▸ **SCHRIFTLICHE AUFGABE A**
Geben Sie aus der Filmkritik den Abschnitt zwischen „In den Dreißigerjahren“ und „Gangster zu Staatsfeinden.“ einschließlich beider Stellen wortgetreu wieder.
▸ **SCHRIFTLICHE AUFGABE B**
Beantworten Sie anhand der Filmkritik die folgenden Fragen:
(i) Welcher Schauspieler verkörpert John Dillinger?
(ii) Worüber hinweg konnte sich die Polizei nicht koordinieren?
(iii) Wodurch werden die Gangster zu Staatsfeinden?
▸ **SCHRIFTLICHE AUFGABE C**
Nennen Sie jeden Eigennamen aus der Filmkritik (Personen, Orte, Werktitel) einmal, auch wenn er mehrfach vorkommt.

▸ **VORLIEGENDER TEXT**
━━━━━━━━━━━━━━━━━━━━
Filmkritik: Public Enemies

Public Enemies: Poster

Inhalt

In den Dreißigerjahren des letzten Jahrhunderts machte John Dillinger (Johnny Depp) in Amerika eine große Karriere als Bankräuber. Dank einer schlecht ausgestatteten Polizei, die sich nicht über Staatsgrenzen hinweg koordinieren konnte, hatten Dillinger und seine Komplizen leichtes Spiel. Durch eine endlose Serie an Raubüberfällen und mehrere spektakuläre Gefängnisausbrüche werden die Gangster zu Staatsfeinden.
━━━━━━━━━━━━━━━━━━━━
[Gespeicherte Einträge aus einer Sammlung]
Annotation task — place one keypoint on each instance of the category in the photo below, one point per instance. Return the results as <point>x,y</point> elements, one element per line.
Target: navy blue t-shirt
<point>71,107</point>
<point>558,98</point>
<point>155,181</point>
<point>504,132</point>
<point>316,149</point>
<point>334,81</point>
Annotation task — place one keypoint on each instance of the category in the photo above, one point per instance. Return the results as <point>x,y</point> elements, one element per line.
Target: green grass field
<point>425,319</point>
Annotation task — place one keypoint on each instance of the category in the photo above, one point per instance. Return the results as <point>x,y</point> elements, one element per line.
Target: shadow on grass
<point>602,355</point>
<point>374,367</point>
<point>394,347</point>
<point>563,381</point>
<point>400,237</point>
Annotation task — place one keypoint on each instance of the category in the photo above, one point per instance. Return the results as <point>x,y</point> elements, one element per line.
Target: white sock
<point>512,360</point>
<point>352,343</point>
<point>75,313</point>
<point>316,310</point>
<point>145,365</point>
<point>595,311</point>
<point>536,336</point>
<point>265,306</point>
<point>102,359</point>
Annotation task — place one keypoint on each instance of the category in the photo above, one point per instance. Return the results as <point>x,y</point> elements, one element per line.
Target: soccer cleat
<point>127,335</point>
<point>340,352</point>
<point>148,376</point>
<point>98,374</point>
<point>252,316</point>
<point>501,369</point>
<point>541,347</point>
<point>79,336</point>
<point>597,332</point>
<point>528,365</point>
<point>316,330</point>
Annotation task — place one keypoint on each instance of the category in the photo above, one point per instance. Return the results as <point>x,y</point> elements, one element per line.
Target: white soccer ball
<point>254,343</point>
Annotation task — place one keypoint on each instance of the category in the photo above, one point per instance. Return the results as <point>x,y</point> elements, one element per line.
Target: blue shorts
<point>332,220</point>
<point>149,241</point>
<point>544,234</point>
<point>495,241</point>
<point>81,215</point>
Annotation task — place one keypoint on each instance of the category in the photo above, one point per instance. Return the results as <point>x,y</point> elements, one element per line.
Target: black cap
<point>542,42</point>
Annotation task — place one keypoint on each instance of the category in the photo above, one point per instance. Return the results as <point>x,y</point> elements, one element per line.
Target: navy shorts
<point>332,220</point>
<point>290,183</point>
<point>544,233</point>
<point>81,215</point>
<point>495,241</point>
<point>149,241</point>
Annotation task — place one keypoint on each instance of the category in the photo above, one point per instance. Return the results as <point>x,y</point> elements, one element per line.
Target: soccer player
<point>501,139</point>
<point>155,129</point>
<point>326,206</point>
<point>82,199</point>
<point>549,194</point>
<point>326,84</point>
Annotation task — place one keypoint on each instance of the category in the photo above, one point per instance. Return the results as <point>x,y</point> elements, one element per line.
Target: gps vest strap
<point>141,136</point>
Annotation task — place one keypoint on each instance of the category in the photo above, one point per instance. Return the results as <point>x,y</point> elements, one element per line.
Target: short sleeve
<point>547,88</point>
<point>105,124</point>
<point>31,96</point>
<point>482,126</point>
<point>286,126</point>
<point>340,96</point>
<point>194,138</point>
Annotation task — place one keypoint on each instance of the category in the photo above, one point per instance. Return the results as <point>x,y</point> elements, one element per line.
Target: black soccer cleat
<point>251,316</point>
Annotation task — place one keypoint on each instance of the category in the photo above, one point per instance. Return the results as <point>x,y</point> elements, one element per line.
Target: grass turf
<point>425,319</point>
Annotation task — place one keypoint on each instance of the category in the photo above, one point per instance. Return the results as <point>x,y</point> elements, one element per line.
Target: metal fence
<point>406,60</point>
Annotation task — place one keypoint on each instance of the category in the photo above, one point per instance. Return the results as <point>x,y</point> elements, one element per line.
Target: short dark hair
━━━━━━━━━━━━━━━━━━━━
▸ **VOLLSTÄNDIGE AUSGABE A**
In den Dreißigerjahren des letzten Jahrhunderts machte John Dillinger (Johnny Depp) in Amerika eine große Karriere als Bankräuber. Dank einer schlecht ausgestatteten Polizei, die sich nicht über Staatsgrenzen hinweg koordinieren konnte, hatten Dillinger und seine Komplizen leichtes Spiel. Durch eine endlose Serie an Raubüberfällen und mehrere spektakuläre Gefängnisausbrüche werden die Gangster zu Staatsfeinden.

▸ **VOLLSTÄNDIGE AUSGABE B**
(i) Johnny Depp
(ii) Über Staatsgrenzen hinweg
(iii) Durch eine endlose Serie an Raubüberfällen und mehrere spektakuläre Gefängnisausbrüche

▸ **VOLLSTÄNDIGE AUSGABE C**
Public Enemies
John Dillinger
Johnny Depp
Amerika